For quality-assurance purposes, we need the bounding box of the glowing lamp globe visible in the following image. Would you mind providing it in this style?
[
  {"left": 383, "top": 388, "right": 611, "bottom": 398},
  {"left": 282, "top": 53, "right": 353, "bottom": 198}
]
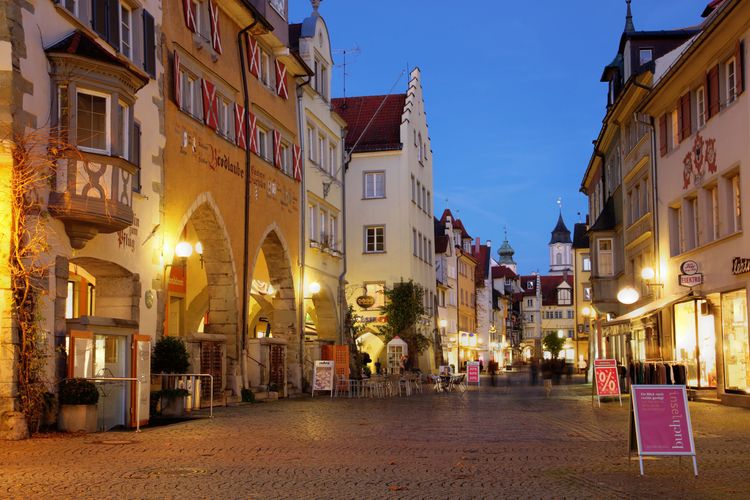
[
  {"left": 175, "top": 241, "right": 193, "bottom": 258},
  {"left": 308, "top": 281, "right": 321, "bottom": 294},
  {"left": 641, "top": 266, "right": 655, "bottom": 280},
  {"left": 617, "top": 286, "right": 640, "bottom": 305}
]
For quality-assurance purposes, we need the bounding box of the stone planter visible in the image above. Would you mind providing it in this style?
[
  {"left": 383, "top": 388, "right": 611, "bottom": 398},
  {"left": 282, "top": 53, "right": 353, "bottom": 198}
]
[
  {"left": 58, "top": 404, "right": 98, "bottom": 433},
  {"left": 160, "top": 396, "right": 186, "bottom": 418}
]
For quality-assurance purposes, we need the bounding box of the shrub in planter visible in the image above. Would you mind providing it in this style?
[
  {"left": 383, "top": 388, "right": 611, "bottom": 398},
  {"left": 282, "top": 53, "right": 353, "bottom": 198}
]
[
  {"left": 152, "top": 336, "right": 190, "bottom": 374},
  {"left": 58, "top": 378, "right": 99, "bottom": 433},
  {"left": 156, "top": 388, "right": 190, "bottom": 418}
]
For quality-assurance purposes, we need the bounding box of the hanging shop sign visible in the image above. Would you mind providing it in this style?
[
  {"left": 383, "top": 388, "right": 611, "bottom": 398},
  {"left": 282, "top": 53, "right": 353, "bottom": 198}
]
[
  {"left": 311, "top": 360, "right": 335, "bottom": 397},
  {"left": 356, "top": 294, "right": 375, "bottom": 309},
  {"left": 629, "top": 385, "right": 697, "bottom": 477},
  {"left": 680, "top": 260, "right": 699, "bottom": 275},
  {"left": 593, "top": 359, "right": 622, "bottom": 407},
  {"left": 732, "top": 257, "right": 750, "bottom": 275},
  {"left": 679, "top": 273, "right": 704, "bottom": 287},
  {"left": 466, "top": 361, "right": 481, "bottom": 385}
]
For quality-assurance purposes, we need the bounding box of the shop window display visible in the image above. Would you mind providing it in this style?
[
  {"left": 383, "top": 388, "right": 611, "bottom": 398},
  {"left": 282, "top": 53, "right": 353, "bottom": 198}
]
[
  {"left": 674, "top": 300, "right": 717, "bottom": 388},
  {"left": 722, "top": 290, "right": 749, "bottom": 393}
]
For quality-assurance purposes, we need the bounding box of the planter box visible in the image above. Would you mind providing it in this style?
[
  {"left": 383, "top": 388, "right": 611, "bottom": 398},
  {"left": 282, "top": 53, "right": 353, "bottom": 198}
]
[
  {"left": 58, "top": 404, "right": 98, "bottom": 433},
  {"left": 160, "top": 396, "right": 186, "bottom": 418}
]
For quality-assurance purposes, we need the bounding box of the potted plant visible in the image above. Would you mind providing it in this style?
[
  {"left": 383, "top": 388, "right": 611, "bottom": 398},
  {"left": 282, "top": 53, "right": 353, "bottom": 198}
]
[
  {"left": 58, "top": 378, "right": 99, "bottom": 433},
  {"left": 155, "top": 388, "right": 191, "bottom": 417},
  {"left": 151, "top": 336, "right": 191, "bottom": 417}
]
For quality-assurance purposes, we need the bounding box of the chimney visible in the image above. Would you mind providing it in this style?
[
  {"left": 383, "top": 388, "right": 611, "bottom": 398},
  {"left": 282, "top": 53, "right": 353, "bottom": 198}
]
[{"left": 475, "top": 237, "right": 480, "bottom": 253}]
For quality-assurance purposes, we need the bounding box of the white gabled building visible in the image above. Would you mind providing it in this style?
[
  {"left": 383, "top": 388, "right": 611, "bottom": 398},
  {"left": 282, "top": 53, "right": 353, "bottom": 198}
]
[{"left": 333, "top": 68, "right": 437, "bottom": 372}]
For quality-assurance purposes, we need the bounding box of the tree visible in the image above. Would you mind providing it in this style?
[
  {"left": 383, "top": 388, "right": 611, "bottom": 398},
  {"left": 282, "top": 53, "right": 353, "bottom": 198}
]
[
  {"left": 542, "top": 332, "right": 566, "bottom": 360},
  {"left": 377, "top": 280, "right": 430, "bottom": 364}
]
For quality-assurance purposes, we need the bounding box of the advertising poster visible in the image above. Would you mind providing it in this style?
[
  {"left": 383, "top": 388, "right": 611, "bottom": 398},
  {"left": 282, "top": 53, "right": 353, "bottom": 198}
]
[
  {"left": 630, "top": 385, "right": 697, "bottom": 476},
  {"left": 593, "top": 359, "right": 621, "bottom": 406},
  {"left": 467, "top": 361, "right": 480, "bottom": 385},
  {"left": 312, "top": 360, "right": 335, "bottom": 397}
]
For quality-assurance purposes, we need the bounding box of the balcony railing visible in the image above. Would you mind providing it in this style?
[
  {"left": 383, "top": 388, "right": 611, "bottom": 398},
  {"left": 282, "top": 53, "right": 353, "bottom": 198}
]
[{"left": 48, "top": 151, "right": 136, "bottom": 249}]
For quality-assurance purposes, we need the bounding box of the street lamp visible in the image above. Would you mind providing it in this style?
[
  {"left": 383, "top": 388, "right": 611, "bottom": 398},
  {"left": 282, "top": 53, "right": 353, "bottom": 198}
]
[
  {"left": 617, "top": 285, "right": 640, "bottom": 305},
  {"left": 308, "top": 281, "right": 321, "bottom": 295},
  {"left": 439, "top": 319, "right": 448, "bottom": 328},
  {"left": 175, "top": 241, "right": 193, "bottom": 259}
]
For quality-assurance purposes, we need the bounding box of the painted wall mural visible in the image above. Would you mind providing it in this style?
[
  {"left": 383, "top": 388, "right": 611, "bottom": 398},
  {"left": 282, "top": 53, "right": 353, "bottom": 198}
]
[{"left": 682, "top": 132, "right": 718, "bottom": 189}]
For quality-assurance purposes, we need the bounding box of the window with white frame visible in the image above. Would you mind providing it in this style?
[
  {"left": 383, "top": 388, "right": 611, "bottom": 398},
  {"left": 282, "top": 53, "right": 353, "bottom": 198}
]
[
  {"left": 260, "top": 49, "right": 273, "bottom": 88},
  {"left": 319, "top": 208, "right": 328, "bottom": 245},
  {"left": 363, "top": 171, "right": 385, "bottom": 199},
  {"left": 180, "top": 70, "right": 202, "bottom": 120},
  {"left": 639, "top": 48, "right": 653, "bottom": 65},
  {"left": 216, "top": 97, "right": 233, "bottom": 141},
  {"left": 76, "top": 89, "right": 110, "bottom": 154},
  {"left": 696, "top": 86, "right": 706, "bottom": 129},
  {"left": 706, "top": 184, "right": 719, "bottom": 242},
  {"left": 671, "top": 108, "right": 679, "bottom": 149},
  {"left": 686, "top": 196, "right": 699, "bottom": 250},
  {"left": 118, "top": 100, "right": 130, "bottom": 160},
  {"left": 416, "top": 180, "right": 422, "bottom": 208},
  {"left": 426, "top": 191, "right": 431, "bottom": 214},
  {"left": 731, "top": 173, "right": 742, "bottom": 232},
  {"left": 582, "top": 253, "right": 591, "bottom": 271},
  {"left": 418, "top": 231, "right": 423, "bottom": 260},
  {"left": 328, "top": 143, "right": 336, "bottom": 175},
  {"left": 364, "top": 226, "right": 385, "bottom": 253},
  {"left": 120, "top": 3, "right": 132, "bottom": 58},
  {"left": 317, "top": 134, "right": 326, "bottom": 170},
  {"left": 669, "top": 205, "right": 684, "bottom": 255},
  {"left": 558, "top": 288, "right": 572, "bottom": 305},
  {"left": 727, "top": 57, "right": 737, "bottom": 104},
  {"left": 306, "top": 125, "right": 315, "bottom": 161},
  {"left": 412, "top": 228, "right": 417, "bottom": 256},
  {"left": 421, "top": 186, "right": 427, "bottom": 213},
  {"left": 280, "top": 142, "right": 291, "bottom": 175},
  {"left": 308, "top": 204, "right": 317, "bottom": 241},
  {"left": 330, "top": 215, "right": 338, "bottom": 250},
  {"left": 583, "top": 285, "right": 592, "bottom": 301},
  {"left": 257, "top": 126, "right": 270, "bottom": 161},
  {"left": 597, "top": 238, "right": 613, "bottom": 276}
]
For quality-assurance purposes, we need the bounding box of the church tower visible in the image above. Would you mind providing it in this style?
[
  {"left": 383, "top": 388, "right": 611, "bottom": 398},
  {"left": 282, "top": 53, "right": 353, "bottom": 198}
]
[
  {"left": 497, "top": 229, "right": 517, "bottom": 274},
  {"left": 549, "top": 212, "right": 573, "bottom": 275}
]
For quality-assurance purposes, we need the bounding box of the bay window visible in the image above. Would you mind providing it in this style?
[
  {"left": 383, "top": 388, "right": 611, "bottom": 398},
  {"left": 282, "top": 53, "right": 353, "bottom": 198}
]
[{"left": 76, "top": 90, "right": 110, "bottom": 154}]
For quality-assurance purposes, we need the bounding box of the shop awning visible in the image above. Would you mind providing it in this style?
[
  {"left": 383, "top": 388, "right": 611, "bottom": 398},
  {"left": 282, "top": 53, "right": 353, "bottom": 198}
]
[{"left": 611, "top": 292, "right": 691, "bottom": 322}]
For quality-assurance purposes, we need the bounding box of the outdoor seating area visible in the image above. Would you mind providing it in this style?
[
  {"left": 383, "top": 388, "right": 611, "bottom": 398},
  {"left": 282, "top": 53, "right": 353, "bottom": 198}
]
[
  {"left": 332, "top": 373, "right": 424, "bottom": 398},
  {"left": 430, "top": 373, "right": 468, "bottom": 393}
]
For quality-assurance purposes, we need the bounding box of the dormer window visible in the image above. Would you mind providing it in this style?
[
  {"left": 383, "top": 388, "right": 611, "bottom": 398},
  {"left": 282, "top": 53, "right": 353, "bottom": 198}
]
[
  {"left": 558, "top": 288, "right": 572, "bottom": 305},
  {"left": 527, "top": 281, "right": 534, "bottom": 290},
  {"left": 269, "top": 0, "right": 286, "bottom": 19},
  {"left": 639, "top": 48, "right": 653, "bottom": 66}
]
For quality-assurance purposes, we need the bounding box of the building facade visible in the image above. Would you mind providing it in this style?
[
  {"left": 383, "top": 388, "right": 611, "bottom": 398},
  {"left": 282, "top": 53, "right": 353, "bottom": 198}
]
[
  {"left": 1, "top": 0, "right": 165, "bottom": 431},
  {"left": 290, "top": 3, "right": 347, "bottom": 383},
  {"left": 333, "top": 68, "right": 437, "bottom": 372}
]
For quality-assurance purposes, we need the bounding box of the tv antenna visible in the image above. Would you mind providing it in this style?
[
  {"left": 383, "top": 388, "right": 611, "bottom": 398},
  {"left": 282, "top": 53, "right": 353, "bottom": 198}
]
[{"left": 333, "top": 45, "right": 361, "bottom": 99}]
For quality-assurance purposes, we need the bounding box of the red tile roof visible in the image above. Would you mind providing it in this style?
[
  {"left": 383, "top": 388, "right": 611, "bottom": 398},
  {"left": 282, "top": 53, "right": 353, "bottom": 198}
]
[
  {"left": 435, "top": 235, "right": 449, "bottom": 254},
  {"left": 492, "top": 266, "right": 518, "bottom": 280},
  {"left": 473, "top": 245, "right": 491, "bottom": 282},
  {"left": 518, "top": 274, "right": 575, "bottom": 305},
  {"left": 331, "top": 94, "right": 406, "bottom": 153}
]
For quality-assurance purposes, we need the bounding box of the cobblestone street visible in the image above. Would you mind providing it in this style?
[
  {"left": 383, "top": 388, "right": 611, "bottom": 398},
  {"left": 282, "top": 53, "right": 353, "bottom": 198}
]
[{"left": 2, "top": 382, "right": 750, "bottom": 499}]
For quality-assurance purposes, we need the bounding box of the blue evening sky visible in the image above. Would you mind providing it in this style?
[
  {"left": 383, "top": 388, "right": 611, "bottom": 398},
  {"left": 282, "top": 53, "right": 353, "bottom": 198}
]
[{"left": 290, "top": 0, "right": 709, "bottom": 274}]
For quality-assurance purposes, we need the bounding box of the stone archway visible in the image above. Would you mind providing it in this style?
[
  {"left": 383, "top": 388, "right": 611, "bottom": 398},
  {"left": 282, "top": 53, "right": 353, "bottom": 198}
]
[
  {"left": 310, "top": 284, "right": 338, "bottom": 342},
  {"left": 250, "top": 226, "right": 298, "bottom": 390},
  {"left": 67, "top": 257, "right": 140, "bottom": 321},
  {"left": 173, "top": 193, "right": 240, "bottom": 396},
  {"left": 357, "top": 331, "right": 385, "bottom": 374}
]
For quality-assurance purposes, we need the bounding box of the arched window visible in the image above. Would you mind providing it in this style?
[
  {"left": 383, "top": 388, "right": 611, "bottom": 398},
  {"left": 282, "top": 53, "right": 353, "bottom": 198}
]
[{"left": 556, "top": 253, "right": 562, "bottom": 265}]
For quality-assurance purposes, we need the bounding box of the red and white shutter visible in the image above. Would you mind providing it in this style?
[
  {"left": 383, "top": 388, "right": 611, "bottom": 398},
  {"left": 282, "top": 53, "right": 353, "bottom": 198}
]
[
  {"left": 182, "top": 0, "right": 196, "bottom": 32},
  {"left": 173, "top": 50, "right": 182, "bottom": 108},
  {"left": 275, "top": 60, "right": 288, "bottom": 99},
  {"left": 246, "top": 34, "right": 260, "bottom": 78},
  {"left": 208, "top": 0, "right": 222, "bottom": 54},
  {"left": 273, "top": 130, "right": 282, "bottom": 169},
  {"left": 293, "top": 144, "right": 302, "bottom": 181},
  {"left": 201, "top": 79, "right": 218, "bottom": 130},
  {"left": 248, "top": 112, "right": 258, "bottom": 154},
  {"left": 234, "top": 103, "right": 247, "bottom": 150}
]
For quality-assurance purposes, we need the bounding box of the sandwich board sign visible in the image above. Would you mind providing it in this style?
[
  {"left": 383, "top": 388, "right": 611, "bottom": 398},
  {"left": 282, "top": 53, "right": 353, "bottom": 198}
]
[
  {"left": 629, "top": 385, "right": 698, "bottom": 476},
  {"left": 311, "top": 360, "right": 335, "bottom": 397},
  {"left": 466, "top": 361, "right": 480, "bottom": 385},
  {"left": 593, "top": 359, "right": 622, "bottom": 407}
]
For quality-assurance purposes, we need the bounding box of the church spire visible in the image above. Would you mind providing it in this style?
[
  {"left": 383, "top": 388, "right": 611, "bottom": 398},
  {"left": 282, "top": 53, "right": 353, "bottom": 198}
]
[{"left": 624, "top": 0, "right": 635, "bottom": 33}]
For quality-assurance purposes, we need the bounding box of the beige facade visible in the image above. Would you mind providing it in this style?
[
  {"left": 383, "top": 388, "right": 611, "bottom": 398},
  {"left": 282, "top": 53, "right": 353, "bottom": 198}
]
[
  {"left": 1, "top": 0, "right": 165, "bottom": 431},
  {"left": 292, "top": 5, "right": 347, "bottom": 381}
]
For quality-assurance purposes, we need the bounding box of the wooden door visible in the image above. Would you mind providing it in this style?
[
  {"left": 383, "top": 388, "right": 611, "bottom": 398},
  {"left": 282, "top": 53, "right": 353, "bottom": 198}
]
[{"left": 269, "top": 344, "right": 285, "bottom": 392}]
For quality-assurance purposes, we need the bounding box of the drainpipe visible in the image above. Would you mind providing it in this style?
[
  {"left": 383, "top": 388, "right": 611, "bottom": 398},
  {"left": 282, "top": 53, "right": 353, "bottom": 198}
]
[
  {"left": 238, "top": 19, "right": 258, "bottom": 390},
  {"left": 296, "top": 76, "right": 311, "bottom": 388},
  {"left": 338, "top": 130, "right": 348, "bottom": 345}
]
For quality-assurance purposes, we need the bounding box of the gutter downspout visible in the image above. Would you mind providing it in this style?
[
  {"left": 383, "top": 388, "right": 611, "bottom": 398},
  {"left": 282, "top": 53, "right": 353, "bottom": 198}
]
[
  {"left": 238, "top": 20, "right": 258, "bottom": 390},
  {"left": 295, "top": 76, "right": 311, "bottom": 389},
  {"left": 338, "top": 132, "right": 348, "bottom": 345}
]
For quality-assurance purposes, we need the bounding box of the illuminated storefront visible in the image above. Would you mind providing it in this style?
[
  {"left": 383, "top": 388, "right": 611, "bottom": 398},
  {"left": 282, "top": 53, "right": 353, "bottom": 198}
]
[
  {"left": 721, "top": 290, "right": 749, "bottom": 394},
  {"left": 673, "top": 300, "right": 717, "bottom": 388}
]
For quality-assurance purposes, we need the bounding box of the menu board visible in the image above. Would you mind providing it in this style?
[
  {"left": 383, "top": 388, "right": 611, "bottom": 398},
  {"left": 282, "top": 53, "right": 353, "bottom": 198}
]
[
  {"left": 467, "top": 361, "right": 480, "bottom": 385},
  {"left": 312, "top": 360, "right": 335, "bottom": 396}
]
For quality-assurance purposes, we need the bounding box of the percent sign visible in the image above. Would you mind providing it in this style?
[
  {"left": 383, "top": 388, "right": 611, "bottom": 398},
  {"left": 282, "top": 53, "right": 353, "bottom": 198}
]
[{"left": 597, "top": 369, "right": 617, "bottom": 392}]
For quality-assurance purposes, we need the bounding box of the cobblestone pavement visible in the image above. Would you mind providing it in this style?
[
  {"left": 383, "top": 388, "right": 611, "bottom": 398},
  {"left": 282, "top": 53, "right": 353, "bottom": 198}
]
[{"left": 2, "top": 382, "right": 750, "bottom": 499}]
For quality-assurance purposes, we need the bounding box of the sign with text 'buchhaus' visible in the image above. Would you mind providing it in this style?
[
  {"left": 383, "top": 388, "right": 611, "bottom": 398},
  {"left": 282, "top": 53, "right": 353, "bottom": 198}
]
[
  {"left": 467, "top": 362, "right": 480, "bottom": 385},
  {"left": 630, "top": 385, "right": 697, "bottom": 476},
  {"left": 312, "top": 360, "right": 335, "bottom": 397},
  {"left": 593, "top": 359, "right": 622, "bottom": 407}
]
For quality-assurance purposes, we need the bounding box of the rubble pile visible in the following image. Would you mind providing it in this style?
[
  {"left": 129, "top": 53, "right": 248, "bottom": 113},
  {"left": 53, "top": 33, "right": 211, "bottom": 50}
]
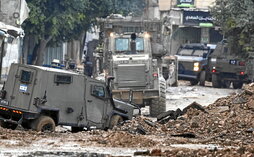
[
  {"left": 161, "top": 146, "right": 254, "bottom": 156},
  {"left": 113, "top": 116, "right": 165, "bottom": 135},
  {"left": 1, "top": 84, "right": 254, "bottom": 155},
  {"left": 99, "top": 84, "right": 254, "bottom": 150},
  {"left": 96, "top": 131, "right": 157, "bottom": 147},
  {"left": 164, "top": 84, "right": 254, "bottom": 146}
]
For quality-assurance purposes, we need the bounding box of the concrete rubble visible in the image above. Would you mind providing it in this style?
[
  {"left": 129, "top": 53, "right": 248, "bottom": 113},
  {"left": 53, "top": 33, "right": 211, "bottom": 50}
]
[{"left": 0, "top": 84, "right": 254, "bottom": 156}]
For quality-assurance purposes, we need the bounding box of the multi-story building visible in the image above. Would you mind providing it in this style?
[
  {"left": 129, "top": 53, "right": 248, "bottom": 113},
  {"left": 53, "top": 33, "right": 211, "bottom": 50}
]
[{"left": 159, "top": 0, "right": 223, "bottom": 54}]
******
*Task brief*
When a line in the records above contains the word "with", copy it.

*Solution below*
For quality-assurance purposes, we need the bounding box of the window with white frame visible in the image above. Would you mind providing it in this style?
For quality-assurance purposes, we need the bounding box of the sign with text 'buchhaus' visible in the image above. Would you mind providing it in this style?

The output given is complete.